COMPLETE THE FOLLOWING:
a – Answer these questions from the Birmingham athletics report:
(i) What time did Pearson record in the women's 100m hurdles?
(ii) In which event did Mo Farah break the British record, and with what time?
(iii) Who beat Caterine Ibargüen in the triple jump?
b – Continue the Birmingham athletics report, picking up after its final sentence.

DOCUMENT PASSAGE:
Up-and-coming American Keni Harrison couldn’t be more ready.

In a loaded field for the women’s 100m hurdles at the Diamond League event in Birmingham on Sunday, Pearson trailed home in seventh place in her first competitive race in a year following a serious wrist injury. The Australian described her time of 13.25 seconds — almost a second slower than her personal best — as “disgusting” but was “really happy I could cross the finish line with a smile on my face.”

Harrison won the race in 12.46 seconds despite hitting some hurdles along the way, showing her stunning victory in Eugene last week — in 12.24, the second-fastest time ever — was no one-off. She beat compatriot Brianna Rollins (12.57) in an American 1-2-3-4.

At age 23 and in her first full season as a professional, Harrison is one of the United States’ best track talents heading into Rio, coming within 0.03 seconds of the long-standing world record last week.

“To be doing as well as I am, I’m just really blessed,” Harrison said.

Pearson hadn’t raced since suffering what doctors said was a “bone explosion” in her wrist in a heavy fall in Rome, a year and a day ago. She was also running with strapping around her left hamstring to protect an ailment.

“I’m actually really excited, which I wouldn’t normally be because all I’d be looking at would be the result,” Pearson said.

Full Birmingham results are here.

Home favorite Mo Farah got the biggest cheer of the day after breaking the British record to win the 3000m in 7 minutes, 32.62 seconds. Farah, who now holds his country’s best times from 1500m through 10,000m, bookended his performance with some shadow boxing in honor of his sporting hero Muhammad Ali, the boxing great who died Saturday at age 74.

The longest winning streak in track and field ended. Colombian Caterine Ibargüen was beaten in the triple jump by Kazakh Olga Rypakova. The former had won 34 straight competitions since taking silver at the London Olympics.

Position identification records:

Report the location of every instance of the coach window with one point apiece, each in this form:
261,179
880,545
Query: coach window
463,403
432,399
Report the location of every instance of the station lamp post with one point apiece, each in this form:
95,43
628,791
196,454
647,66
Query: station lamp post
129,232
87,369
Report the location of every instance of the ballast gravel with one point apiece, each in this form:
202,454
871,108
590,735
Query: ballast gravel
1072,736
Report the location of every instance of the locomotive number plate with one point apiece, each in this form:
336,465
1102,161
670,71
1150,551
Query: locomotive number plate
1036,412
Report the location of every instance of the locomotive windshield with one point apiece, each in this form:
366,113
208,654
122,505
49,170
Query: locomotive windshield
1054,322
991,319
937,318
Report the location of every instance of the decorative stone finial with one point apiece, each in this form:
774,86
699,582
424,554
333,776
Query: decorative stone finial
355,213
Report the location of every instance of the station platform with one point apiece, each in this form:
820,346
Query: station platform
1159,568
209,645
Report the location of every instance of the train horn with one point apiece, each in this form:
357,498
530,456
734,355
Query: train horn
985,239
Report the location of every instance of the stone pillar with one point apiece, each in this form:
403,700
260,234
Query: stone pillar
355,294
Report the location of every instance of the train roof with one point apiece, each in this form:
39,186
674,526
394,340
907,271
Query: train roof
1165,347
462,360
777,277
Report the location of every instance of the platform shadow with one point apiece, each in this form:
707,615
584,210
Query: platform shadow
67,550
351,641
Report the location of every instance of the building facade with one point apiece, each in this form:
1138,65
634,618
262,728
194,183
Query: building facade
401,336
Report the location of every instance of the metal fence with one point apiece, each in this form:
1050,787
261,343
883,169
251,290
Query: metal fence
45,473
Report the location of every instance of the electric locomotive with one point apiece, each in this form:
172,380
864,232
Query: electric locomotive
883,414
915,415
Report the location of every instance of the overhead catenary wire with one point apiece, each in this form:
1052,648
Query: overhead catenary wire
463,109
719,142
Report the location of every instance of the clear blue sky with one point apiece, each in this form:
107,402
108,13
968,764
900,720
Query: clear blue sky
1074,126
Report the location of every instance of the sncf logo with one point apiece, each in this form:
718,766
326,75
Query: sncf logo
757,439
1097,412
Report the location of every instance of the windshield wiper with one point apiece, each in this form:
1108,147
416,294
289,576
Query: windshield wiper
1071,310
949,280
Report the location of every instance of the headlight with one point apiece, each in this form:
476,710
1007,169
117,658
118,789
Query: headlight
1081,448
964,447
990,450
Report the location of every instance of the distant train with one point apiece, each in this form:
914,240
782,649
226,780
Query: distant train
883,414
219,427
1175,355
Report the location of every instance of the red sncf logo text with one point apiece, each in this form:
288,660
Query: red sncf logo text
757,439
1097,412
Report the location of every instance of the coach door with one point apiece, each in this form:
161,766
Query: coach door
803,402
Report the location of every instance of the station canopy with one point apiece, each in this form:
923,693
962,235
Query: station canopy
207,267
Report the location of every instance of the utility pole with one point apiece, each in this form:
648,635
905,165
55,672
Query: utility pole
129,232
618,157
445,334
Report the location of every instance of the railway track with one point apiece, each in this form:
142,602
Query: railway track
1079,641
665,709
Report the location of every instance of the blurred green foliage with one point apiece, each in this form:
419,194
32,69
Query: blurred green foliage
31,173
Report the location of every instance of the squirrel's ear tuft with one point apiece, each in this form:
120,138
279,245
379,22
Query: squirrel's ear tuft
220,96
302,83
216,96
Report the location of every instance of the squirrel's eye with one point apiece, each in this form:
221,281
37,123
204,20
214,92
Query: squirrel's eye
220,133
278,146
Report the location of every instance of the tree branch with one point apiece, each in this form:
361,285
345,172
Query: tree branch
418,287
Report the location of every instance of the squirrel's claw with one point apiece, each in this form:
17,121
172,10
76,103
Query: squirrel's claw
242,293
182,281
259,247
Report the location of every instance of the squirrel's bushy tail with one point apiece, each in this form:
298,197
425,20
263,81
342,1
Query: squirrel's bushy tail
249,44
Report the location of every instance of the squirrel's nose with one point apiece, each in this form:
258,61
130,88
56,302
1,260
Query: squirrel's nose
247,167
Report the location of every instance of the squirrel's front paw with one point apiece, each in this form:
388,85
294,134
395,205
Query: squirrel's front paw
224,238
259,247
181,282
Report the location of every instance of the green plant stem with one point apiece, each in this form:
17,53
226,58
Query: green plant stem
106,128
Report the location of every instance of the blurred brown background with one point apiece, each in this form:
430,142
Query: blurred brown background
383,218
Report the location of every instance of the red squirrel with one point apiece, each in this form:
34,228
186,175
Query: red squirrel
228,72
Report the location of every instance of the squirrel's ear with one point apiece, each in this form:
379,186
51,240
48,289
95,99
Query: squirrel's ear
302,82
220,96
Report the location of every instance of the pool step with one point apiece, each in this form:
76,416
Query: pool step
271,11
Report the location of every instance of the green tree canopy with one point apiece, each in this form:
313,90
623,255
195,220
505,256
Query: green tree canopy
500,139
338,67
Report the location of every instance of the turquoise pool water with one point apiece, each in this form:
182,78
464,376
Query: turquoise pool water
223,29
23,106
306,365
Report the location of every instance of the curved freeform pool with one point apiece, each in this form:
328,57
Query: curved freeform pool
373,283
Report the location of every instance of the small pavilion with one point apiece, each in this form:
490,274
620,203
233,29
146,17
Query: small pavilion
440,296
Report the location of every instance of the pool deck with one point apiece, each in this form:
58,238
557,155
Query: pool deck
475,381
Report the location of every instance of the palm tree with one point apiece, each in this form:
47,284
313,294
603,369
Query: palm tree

ANSWERS TO THE EXERCISES:
a –
(i) 13.25 seconds
(ii) The 3000m, in 7 minutes, 32.62 seconds
(iii) Olga Rypakova of Kazakhstan

b –
Among the other winners at the Alexander Stadium on a sunny day in central England were Olympic champion Kirani James, who ran the 400m in 44.23 — one of six meet records on the day, according to organizers. Kim Collins, the 40-year-old sprinter, clocked 10.11 to win a men’s 100m field lacking the top names, and Kenya’s Asbel Kiprop won the men’s 1500m in a world-leading 3.29.35.

David Rudisha, the Olympic 800m champion from Kenya, won the rarely run 600m in 1.13.10.

Olympic long-jump champion Greg Rutherford‘s year-long unbeaten record ended when he finished fifth, behind Buffalo Bills wide receiver Marquise Goodwin (8.42 meters).

Rutherford tweeted that he was struggling with “bad whiplash” after hurting his neck in winning in Rome midweek.

Canadian Andre De Grasse won the 200m in 20.16 seconds into a headwind against a field that did not include any of the reigning Olympic or World medalists. De Grasse shared the 2015 World 100m bronze with American Trayvon Bromell, who had been entered in Birmingham but pulled out after he appeared to have problems at a meet in Rome on Thursday.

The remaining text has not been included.